Quoted passage START

The vast majority of mothers failed to heed the instruction to leave an identifying token, perhaps because they were too beaten down by rotten luck and grim lives to imagine a time when they would be able to provide a warm, clean home for their baby.  All the same, 5,000 of the babies came with some something attached.  The hospital promised that “great care will be taken for the preservation” of the item, and by golly, great care was indeed taken.  These pieces of fabric were recently re-discovered in the archives of the hospital and form the largest collection of 18th century textiles surviving in Britain, and probably the world.

Women relinquished their parental rights for much the same reason in the mid 18th century as they do today—poverty, family dysfunction, and inability to provide a stable home.  About two-thirds of the babies that were admitted to the Foundling Hospital were born to single women.  We can assume that mothers in the 18th century grieved over this decision, just as mothers throughout the world grieve today.  At least for some, leaving a piece of cloth reflected a hope that their decision might be reversed in the future.

Quoted passage END

• **Exercise objective**: Resume the passage about the Foundling Hospital's fabric tokens, picking up right after its final sentence.

Records shown START

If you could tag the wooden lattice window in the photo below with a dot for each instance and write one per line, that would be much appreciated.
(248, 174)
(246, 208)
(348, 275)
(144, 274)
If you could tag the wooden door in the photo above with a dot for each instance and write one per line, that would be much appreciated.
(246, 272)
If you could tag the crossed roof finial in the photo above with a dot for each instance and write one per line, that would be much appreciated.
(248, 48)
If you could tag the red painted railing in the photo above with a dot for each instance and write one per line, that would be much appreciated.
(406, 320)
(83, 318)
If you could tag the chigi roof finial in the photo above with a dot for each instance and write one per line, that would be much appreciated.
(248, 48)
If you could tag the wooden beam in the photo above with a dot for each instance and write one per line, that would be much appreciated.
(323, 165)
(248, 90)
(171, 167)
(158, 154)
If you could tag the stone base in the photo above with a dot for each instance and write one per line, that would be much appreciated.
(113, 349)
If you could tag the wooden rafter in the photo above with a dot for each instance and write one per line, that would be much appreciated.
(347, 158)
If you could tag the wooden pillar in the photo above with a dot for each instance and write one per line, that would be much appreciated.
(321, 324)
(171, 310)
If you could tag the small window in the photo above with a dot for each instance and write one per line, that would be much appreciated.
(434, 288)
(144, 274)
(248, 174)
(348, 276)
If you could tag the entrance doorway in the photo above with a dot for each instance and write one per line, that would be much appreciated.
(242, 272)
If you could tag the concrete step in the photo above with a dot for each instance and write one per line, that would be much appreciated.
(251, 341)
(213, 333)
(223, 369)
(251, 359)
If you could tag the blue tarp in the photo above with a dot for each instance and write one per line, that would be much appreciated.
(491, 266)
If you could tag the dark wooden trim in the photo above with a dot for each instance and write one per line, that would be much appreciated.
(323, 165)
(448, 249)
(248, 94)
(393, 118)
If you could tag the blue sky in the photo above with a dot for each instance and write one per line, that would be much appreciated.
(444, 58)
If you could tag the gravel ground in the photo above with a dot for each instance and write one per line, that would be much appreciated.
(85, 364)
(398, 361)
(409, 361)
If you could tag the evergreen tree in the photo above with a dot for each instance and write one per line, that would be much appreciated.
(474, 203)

Records shown END

• **Solved problem**:
The exhibit and most of the reviews primarily focused on the historic significance of the cloth remnants as insight into the lives of the poor and working class in Britain.  I, on the other hand, was fascinated by what these scraps of cloth and notes said about the lives of these women.

What can you leave to identify your child?

Little pieces of a hand woven diaper or cap were carefully pinned to admission papers.  Scraps from worn dresses and lots of ribbons were left.  We can speculate on the meaning of some of the remnants.  Did fabric imprinted with the image of buds or flowers reflect an unspoken hope for this child?  Did birds and butterflies speak to the dream of a bright and happy future?  The meaning of the ever abundance hearts is clear.  They came in every form imaginable– drawn on paper, metal hearts, embroidered hearts, hearts cut out of fabric.

What I found particularly heart breaking were the notes. (My only complaint about the online version of this exhibit is that the pictures focused more on the cloth and often cut off the notes.)

  • Foundling 8338: “May all thy life be happiness and love.”
  • Founding 7000: Ann Gardner, born Oct. 6, 1757. “Begs to have care taken of her and they will pay all charges in a little time with a handsome acknowledgement for the same and have her home again when they get over the little trouble they are in. She is not a bastard child.
  • Foundling 8959: Florella Burney, born June 19, 1758  “In The Parish off St Anns SoHo. not Baptize’d, pray Let partiuclare Care be Taken’en off this Child, As it will be call’d for Again.”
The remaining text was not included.